Блятман Бориса Цибульского на несколько дней положил в изолятор, затем послал работать в команду ЦПФАУ.
В СС-лазарете работало несколько человек вольнонаемных, в основном женщины. Почти все приходили на работу незаметно, тихо, избегая встречи с эсэсовцами.
Была среди них молодая девушка. Хорошо сложена, красивая и она почти ежедневно меняла туалеты. С веселой улыбочкой на губах так и порхала среди эсэсовских солдат и офицеров. Она разговаривала с ними на немецком языке.
Военнопленные довольно часто с завистью смотрели, как она выносила из корпуса бутерброды и угощала ими немецких солдат и власовцев, с пренебрежением косясь на голодных военнопленных.
Я с удивлением смотрел на эту девушку.
Кто она? Неужели немка? Не похоже.
Мимо меня прошла молодая женщина, работающая в прачечной, которая иногда давала ребятам остатки с кухни, то суп…, то хлеб…
— Послушай, Катя, кто эта девушка? — обратился я к ней.
— Эта шлюха? Лидка? Так она наша.
— Как наша?! — воскликнул я. — Так почему она своим ничего не дает?
— Так она паразитка! Ее отца расстреляли немцы. Она минчанка. Перед войной закончила медицинский институт. Вот так, ее учили для того, чтобы она подкармливала врагов. Паразитка!
В сердцах Катя плюнула, махнула рукой и пошла. Пройдя два шага, остановилась, повернулась и сказала:
— Ты приди позднее. Захвати котелок…
Долго я смотрел на лиду[335]
, не мог оторвать от нее глаз. Как она может?! Своя. Отца расстреляли. Неужели это правда? Бедный отец.А в это время, слушая заигрывание эсэсовских солдат, Лида звонко хохотала.

ВОПРОСЫ И ЗАДАНИЯ:
1. Изложите содержание текста в двух предложениях.
2. Перепишите из текста без изменений фрагмент между словами «Была среди них» и «на голодных военнопленных.», включая их самих.
Строки, приведённые далее, для работы с текстом не понадобятся.

ВЫДЕРЖКИ ИЗ ДАННЫХ:
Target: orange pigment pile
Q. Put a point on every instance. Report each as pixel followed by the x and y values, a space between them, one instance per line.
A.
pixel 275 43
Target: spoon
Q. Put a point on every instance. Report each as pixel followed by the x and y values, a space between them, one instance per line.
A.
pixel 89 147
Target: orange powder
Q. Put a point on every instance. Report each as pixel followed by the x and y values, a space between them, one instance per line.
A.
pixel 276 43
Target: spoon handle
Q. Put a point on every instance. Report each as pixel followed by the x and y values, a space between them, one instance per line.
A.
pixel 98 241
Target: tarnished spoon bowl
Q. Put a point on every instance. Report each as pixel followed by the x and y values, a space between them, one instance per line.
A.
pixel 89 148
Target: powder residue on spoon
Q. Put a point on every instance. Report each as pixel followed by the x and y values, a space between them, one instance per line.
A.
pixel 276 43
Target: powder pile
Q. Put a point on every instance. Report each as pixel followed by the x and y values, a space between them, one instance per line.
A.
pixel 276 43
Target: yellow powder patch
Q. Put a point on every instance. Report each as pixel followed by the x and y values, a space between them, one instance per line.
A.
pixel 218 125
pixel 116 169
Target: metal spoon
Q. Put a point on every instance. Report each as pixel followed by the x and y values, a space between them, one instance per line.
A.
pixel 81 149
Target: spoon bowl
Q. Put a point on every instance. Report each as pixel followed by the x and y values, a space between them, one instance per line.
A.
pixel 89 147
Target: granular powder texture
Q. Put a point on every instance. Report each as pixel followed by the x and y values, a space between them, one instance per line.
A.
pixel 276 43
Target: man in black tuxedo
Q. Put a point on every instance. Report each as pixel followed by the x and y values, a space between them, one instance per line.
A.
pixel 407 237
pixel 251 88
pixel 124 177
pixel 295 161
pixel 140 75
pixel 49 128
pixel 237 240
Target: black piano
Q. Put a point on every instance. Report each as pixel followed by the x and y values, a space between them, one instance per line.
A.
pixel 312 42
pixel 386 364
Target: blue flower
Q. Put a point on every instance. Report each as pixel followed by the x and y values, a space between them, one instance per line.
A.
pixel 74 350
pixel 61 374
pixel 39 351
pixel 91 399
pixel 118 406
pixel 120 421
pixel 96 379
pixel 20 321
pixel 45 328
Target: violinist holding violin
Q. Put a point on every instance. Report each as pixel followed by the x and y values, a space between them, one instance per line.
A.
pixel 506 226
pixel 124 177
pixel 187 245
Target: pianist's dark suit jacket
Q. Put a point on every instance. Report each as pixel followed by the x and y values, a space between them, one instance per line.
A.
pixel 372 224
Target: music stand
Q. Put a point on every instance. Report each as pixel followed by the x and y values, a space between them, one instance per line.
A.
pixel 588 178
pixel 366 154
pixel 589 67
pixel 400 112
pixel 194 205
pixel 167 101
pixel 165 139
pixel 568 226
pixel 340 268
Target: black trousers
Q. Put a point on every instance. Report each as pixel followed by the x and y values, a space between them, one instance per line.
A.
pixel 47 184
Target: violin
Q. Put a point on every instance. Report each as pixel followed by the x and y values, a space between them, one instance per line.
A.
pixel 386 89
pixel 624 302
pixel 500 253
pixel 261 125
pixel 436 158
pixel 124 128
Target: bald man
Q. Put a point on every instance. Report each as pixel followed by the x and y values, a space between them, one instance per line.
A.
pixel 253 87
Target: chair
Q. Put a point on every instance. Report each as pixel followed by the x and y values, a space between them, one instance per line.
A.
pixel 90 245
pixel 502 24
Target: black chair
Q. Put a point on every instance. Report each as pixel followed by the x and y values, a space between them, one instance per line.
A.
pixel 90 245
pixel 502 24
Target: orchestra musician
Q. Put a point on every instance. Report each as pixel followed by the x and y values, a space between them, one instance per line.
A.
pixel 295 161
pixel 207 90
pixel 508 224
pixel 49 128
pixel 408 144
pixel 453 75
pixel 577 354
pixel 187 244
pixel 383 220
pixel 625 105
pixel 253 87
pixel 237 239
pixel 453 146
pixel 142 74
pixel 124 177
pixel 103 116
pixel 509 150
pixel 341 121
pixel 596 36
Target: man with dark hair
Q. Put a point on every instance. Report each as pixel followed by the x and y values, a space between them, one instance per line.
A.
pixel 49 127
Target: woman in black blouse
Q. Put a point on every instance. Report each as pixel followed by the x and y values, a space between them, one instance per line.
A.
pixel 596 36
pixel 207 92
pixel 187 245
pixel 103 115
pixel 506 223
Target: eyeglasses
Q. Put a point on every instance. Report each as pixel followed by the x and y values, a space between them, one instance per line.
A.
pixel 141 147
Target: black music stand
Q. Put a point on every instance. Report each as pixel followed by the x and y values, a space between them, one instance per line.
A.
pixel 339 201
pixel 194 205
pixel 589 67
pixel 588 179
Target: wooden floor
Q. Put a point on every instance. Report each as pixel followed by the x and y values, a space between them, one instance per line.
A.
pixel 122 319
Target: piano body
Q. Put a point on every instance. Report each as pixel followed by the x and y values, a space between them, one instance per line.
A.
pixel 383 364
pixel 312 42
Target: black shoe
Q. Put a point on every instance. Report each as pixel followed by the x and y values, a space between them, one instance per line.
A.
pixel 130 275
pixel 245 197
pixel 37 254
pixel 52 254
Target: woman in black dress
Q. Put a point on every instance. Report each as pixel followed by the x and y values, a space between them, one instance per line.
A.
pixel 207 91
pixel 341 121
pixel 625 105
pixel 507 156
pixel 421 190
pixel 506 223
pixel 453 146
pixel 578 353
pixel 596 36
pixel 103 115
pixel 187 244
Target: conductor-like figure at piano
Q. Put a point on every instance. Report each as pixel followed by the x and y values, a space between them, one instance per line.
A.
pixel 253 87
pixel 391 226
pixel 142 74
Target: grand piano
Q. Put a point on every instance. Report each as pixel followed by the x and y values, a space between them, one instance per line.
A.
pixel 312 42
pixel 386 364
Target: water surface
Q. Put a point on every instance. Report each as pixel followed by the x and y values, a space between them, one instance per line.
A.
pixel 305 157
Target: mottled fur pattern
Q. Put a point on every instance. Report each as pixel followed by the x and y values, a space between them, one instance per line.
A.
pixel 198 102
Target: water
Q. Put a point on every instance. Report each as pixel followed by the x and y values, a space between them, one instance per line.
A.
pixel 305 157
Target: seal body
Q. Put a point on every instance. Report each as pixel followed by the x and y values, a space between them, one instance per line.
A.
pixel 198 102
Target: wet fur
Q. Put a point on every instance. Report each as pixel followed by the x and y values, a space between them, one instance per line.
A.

ОТВЕТЫ К ЗАДАНИЯМ:
1. В СС-лазарете работала молодая вольнонаемная девушка Лида, которая весело болтала с эсэсовцами по-немецки и угощала немецких солдат и власовцев бутербродами, с пренебрежением косясь на голодных военнопленных. Работница прачечной Катя рассказала, что Лида — своя, минчанка, перед войной окончившая медицинский институт, а ее отца расстреляли немцы.

2.
Была среди них молодая девушка. Хорошо сложена, красивая и она почти ежедневно меняла туалеты. С веселой улыбочкой на губах так и порхала среди эсэсовских солдат и офицеров. Она разговаривала с ними на немецком языке.
Военнопленные довольно часто с завистью смотрели, как она выносила из корпуса бутерброды и угощала ими немецких солдат и власовцев, с пренебрежением косясь на голодных военнопленных.